**Work to be completed**. Each record below must be returned exactly as shown.

*** Records for the exercise

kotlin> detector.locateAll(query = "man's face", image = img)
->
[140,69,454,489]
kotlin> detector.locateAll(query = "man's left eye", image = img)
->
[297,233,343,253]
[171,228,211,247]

******

**The completed task**.
kotlin> detector.locateAll(query = "man's face", image = img)
->
[140,69,454,489]
kotlin> detector.locateAll(query = "man's left eye", image = img)
->
[297,233,343,253]
[171,228,211,247]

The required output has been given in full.